#### Task description:
Lines before the one containing "Would you mind annotating the window" are left out; copy that line and every later line through the end of the data exactly.

(Some records)
>>>

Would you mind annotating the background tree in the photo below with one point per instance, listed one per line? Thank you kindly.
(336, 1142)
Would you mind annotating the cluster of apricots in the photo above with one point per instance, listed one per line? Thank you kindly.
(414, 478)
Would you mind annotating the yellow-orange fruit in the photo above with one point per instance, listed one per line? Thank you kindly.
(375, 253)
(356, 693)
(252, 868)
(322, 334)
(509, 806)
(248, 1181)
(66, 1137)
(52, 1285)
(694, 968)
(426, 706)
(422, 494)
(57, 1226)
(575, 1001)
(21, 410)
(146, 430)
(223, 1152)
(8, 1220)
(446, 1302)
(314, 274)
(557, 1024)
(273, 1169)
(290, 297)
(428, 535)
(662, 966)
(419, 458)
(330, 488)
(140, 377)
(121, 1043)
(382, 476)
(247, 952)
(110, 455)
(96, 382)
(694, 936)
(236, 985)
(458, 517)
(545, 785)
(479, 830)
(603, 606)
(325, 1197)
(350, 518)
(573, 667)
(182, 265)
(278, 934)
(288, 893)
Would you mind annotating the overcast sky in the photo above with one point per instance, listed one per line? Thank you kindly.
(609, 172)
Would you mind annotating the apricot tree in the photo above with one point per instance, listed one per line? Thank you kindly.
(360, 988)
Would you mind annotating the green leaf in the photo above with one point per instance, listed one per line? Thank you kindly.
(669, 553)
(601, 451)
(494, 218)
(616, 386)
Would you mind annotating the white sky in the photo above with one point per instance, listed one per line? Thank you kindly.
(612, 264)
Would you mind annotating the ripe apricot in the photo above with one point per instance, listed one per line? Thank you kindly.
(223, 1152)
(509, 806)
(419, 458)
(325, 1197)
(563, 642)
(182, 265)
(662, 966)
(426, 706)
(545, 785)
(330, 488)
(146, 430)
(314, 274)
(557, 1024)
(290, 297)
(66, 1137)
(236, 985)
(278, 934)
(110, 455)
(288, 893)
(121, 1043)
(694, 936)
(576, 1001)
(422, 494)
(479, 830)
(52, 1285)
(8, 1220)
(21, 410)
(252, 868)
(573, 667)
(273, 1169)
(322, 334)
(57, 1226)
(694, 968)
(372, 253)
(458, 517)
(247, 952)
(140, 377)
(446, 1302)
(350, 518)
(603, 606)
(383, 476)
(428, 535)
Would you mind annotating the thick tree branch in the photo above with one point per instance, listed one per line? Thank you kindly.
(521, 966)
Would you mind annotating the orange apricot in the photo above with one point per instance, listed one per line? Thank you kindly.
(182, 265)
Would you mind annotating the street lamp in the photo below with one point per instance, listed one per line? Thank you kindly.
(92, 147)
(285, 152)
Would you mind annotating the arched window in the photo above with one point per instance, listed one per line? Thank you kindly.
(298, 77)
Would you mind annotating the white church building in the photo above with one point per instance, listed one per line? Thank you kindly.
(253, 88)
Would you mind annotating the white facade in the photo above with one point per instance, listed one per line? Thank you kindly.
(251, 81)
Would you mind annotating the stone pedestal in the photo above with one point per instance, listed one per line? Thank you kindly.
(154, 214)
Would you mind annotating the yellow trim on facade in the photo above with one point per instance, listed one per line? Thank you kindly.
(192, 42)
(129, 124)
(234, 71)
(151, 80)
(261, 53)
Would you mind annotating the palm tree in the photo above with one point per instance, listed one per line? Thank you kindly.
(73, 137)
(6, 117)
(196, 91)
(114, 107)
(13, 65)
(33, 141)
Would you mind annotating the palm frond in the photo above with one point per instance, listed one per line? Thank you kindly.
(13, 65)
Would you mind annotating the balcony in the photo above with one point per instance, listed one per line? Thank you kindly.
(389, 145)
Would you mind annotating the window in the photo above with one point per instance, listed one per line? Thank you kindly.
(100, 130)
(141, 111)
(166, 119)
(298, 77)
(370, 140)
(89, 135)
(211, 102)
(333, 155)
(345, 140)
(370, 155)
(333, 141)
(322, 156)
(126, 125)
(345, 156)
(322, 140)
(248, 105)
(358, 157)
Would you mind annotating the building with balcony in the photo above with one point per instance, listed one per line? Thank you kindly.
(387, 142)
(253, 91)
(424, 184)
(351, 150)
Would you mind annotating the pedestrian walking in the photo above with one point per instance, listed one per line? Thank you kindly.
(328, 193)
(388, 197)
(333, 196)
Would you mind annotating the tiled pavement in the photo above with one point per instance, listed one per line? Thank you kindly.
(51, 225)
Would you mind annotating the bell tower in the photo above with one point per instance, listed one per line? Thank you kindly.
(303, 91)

<<<

#### Solution:
Would you mind annotating the window in the photo above with one point per instance, listed one per line? Thank you kindly.
(100, 130)
(141, 111)
(166, 119)
(298, 77)
(370, 140)
(89, 135)
(211, 102)
(333, 155)
(345, 140)
(370, 155)
(333, 141)
(322, 156)
(126, 125)
(345, 156)
(322, 140)
(248, 105)
(358, 157)
Would you mind annotating the building with balcony in the photo above with one point per instance, listed one per line? Thank you kindly.
(387, 142)
(253, 91)
(424, 184)
(351, 150)
Would you mind annotating the pedestrian walking in the photo above with one point per instance, listed one per line? Thank you kindly.
(328, 193)
(388, 197)
(333, 196)
Would you mind annotating the tiled pavement in the photo above with one point per instance, listed one per line? Thank you kindly.
(51, 225)
Would you mind annotating the bell tower in the photo above with one point per instance, listed one per line? Thank you kindly.
(303, 91)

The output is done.